Excerpts of labeled region data:
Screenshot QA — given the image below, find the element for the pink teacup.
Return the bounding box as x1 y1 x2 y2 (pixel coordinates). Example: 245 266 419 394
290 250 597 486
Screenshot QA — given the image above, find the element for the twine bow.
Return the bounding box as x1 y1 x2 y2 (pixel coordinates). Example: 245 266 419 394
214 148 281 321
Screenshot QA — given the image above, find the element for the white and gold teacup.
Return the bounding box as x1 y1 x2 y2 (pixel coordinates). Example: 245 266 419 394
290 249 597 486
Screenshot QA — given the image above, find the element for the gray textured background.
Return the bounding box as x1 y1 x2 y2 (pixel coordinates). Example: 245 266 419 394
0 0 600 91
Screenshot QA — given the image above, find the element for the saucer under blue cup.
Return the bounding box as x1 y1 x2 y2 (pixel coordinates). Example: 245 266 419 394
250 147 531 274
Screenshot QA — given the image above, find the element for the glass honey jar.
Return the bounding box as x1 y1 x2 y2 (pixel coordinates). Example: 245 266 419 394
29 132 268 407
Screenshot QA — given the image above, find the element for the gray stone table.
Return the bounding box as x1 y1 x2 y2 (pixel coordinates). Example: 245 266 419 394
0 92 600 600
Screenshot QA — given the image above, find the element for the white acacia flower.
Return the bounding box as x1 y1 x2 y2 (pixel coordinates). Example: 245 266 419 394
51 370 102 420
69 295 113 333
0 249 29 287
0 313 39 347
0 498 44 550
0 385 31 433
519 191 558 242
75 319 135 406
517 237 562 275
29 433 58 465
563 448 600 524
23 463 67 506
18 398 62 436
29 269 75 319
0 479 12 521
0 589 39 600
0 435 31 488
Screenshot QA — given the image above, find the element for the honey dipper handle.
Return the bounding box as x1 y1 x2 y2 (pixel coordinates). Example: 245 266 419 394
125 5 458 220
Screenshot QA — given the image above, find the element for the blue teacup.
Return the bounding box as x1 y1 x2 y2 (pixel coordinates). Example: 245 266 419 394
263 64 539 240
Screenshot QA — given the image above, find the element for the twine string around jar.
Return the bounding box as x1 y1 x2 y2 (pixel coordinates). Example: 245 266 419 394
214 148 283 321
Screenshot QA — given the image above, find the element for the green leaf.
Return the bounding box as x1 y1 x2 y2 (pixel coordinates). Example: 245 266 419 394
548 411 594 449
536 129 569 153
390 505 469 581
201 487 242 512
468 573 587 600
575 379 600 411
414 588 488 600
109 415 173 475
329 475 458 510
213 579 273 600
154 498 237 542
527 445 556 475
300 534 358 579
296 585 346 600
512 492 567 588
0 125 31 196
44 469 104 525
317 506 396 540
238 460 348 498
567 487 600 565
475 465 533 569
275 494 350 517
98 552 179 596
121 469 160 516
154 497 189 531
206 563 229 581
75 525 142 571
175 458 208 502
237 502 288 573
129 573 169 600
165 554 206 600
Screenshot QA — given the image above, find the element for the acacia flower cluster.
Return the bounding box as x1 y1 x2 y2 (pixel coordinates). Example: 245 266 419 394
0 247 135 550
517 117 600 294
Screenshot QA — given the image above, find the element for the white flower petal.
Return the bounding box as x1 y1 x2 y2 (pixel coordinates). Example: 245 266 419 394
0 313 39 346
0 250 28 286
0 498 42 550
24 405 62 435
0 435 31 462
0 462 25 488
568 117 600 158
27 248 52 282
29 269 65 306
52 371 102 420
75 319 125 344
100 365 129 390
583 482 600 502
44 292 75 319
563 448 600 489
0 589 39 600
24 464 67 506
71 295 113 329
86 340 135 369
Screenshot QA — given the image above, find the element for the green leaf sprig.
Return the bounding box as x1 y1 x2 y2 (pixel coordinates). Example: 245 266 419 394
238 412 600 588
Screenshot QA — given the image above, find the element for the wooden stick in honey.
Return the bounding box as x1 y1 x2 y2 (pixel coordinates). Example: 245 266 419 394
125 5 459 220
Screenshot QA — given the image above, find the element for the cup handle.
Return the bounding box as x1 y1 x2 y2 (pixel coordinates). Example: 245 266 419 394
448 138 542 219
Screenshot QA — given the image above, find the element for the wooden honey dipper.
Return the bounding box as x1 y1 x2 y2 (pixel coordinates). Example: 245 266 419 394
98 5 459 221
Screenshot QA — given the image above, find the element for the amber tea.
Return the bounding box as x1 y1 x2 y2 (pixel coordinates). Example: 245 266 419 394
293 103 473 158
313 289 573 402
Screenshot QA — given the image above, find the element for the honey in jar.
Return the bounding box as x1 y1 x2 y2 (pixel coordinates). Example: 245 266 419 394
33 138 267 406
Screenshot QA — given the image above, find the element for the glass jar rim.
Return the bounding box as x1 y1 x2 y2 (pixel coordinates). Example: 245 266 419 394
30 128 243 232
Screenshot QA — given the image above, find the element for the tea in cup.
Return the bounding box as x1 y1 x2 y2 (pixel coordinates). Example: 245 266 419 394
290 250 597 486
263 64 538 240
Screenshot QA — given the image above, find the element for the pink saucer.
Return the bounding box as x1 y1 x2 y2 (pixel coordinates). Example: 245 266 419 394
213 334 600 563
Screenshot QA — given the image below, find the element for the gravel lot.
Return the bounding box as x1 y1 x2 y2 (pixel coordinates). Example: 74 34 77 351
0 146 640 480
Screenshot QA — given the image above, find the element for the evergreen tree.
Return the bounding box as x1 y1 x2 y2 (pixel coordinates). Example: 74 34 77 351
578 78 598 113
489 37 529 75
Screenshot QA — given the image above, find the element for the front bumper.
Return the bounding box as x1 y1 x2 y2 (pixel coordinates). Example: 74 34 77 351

> _Description of the task_
Please write out all the rows again, replacing "bounding box" with "enclosing rectangle" wherever it occurs and leaving everything else unchanged.

> _Exercise solution_
Screenshot QA — given the image below, find the element for the pink teacup.
Return the enclosing rectangle as x1 y1 x2 y2 (pixel coordinates). Example: 245 266 419 394
290 250 597 486
Screenshot QA — given the image above, find the element for the twine bow.
Return the enclosing rectangle as x1 y1 x2 y2 (pixel coordinates). Example: 245 266 419 394
214 148 281 321
Screenshot QA — given the image above, find the element for the white and gold teacup.
Return the enclosing rectangle as x1 y1 x2 y2 (pixel coordinates). Example: 245 266 419 394
290 249 597 486
Screenshot QA — given the image above, find the element for the gray textured background.
Return the enclosing rectangle as x1 y1 x2 y2 (pixel coordinates). Example: 245 266 419 394
0 0 600 91
Screenshot QA — given the image above, find the element for the saucer under blue cup.
Return the enclosing rectangle as x1 y1 x2 y2 (pixel coordinates). Example: 245 266 419 394
250 147 531 274
Screenshot QA — given the image above, find the element for the glass honey jar.
Return the enclosing rectangle as x1 y1 x2 y2 (pixel coordinates). Example: 245 266 419 394
29 132 268 407
Screenshot QA — given the image above, find the element for the gray stone table.
Return the enclosing rectangle as x1 y1 x2 y2 (pixel coordinates). Example: 245 266 419 394
0 92 600 600
Screenshot QA — given the image above, find the element for the white acacia flower.
Return the enclosing rectangle as x1 y1 x2 y2 (pixel coordinates). Example: 245 266 419 394
51 370 102 420
69 295 113 333
0 249 29 287
0 313 39 347
0 498 44 550
0 385 31 433
519 191 558 242
75 319 135 406
517 237 562 275
29 433 58 465
563 448 600 524
23 463 67 506
18 398 62 436
29 269 75 319
0 479 12 521
0 589 39 600
0 435 31 488
Screenshot QA — given the image above, find the element for the honey dipper handle.
Return the enclosing rectangle as x1 y1 x2 y2 (pixel coordinates). Example: 245 266 419 394
125 5 458 220
Screenshot QA — given the image above, find the element for the blue teacup.
Return the enclosing rectangle as x1 y1 x2 y2 (pixel coordinates). Example: 245 266 419 394
263 64 539 240
Screenshot QA — given the image above, find the element for the twine string around jar.
Return the enclosing rectangle as x1 y1 x2 y2 (pixel coordinates). Example: 245 266 419 394
214 148 283 321
Screenshot QA — given the image above, find the element for the green leaf.
Return the enclosing rectangle as x1 y1 x2 y2 (pixel coordinates). Example: 245 266 419 394
548 411 594 449
536 129 569 153
390 505 469 581
201 487 242 512
468 573 587 600
575 379 600 411
414 588 488 600
109 415 173 475
329 475 458 510
213 579 273 600
154 498 237 542
527 445 556 475
300 534 358 579
296 585 346 600
512 492 567 588
0 125 31 196
44 469 104 525
317 506 396 540
238 460 348 498
567 487 600 565
475 465 533 569
275 494 350 517
98 552 179 596
121 469 160 516
154 497 189 531
206 563 229 581
75 525 142 571
175 458 208 502
237 502 288 573
129 573 169 600
165 554 206 600
Screenshot QA — given the image above, find the element for the acacia flower cluster.
Return the enclosing rectangle as x1 y1 x2 y2 (pixel coordinates). Example: 245 266 419 394
0 247 135 550
517 117 600 294
Screenshot QA — given the image above, find the element for the white flower petal.
Return the enclosing rectangle as x1 y1 x2 y2 (pixel coordinates). Example: 245 266 419 394
0 313 39 346
0 250 28 286
0 498 42 550
24 405 62 435
0 435 31 462
0 462 25 488
568 117 600 158
27 248 52 282
29 269 65 306
52 371 102 420
75 319 125 344
100 365 129 390
583 482 600 502
44 292 75 319
563 448 600 489
0 589 39 600
24 464 67 506
71 295 113 329
86 340 135 369
Screenshot QA — given the image above, find the element for the green leaf sprig.
Return the enclosing rectangle as x1 y1 x2 y2 (pixel coordinates). Example: 245 266 419 394
238 412 600 588
Screenshot QA — given the image above, find the element for the wooden stick in honey.
Return the enclosing rectangle as x1 y1 x2 y2 (pixel coordinates). Example: 245 266 419 394
125 5 459 220
Screenshot QA — given the image above, find the element for the cup handle.
Return the enclosing rectangle as x1 y1 x2 y2 (pixel coordinates). Example: 245 266 419 394
448 138 542 219
Screenshot QA — given the image above, find the element for the wooden honey dipper.
Return the enclosing rectangle as x1 y1 x2 y2 (pixel coordinates). Example: 245 266 419 394
98 5 459 221
Screenshot QA — given the image above, find the element for the amber tea.
Return the enclosing rectangle as x1 y1 x2 y2 (pixel coordinates). Example: 245 266 419 394
293 103 473 158
313 289 573 402
Screenshot QA — given the image above, find the element for the honey in jar.
Return the enclosing rectangle as x1 y1 x2 y2 (pixel coordinates). Example: 245 266 419 394
33 138 267 406
Screenshot QA — given the image above, find the element for the glass jar rim.
Return the enclosing rectangle as x1 y1 x2 y2 (pixel coordinates). Example: 245 266 419 394
30 128 243 232
Screenshot QA — given the image above, find the element for the tea in cup.
Return the enclosing rectangle as x1 y1 x2 y2 (pixel coordinates). Example: 245 266 419 394
290 250 597 486
263 64 538 240
Screenshot QA — given the image above, find the element for the pink saucer.
Return the enclosing rectangle as x1 y1 x2 y2 (pixel coordinates). Example: 245 266 419 394
213 334 600 563
Screenshot QA — given the image below, find the element for the gravel lot.
Return the enclosing rectangle as x1 y1 x2 y2 (pixel coordinates). Example: 74 34 77 351
0 146 640 480
Screenshot QA — given the image above, find the element for the evergreen tree.
Return the enclosing rectangle as x1 y1 x2 y2 (pixel coordinates). Example: 74 34 77 351
578 78 598 113
489 37 529 75
Screenshot QA — given the image above, find the element for the front bumper.
Return the enclosing rectangle as x1 y1 x2 y2 (pixel coordinates). Example: 74 34 77 351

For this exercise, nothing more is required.